TEKS KUTIPAN -
+--

TintaSiyasi.id -- Tiap tahun ada saja gebrakan baru pemerintah untuk memungut pajak dari rakyat. Tampaknya pelesetan Indonesia emas menjadi Indonesia cemas semakin menyala. Tak ketinggalan juga menyala pajakku!
Beragam Pungutan
Pemungutan uang dari rakyat teramat beragam diberlakukan oleh pemerintah. Sebut saja yang pertama walaupun bukan pertama kalinya, yakni iuran BPJS. Pada tahun 2025 iuran BPJS akan mengalami kenaikan dengan dalih untuk menyelaraskan pelayanan kesehatan bagi seluruh pasien.
Berikutnya, kewajiban kepesertaan tapera (tabungan perumahan rakyat) bagi pekerja di Indonesia. Semestinya, suka-suka rakyat mau membuat rumah atau tidak. Suka-suka rakyat tabungannya dialokasikan untuk apa. Kenapa urusan yang sifatnya ranah pribadi mesti pemerintah yang turut repot?

+--

PETUNJUK LATIHAN -
Kutiplah secara utuh bagian teks tentang pungutan pemerintah yang dibuka dengan kata-kata "TintaSiyasi.id -- Tiap" dan ditutup dengan kata-kata "juga menyala pajakku!". Entri di bawah ini berasal dari sumber yang berbeda.

+--

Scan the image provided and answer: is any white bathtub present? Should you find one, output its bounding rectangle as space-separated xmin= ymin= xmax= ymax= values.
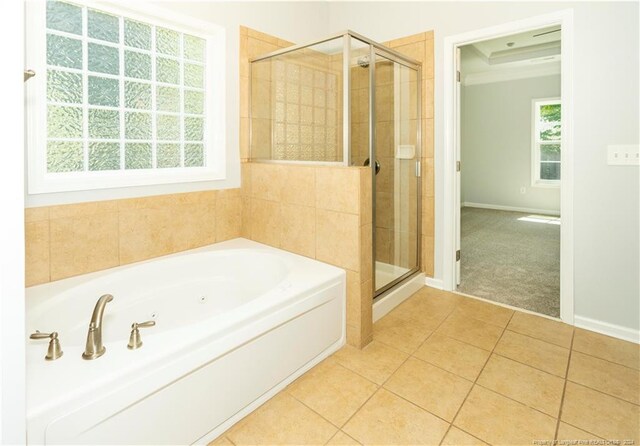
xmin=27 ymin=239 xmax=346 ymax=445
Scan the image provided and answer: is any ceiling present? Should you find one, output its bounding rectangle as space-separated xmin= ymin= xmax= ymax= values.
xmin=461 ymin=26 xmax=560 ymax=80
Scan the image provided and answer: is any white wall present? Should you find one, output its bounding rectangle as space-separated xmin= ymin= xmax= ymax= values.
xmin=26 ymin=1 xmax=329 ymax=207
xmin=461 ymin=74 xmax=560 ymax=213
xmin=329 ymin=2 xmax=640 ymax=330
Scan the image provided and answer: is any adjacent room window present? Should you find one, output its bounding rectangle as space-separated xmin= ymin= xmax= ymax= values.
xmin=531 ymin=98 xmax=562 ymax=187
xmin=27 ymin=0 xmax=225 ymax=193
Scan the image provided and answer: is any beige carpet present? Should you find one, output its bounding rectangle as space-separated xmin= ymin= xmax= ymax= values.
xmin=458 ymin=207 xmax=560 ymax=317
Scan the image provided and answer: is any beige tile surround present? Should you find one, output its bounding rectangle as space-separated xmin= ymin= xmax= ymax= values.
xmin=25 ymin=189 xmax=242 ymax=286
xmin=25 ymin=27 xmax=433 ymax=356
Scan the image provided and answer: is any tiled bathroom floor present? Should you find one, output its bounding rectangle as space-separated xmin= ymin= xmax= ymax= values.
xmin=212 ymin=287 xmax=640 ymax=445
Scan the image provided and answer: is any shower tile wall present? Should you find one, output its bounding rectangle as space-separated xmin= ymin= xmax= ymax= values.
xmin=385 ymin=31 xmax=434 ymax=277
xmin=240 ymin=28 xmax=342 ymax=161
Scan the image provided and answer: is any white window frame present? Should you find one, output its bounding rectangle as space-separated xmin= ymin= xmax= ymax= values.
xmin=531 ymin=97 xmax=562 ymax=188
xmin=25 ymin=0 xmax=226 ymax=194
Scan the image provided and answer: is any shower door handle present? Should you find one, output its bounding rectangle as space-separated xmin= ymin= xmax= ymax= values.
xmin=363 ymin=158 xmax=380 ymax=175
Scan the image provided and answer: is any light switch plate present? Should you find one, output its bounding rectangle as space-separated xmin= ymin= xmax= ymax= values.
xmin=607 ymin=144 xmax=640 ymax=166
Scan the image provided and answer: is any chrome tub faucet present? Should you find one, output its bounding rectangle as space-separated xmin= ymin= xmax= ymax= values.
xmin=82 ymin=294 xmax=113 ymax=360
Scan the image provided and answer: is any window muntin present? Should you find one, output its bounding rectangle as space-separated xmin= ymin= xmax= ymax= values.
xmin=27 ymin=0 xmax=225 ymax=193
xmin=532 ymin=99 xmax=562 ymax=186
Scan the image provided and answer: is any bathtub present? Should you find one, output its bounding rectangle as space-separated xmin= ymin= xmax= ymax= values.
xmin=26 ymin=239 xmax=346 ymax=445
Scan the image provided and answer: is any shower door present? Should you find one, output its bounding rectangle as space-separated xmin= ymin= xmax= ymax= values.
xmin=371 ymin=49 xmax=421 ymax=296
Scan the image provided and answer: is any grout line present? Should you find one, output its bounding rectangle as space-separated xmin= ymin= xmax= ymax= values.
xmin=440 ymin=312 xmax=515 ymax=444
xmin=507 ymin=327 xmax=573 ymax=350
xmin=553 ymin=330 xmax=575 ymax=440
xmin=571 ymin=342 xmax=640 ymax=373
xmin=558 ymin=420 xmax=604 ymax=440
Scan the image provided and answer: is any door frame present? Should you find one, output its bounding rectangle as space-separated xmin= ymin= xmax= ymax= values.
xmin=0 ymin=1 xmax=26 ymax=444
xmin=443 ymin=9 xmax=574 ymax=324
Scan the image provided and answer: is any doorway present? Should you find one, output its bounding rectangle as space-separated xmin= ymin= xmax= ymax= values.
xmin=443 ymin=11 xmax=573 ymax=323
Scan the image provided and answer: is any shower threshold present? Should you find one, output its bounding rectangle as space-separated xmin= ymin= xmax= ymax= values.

+--

JAWABAN LATIHAN -
TintaSiyasi.id -- Tiap tahun ada saja gebrakan baru pemerintah untuk memungut pajak dari rakyat. Tampaknya pelesetan Indonesia emas menjadi Indonesia cemas semakin menyala. Tak ketinggalan juga menyala pajakku!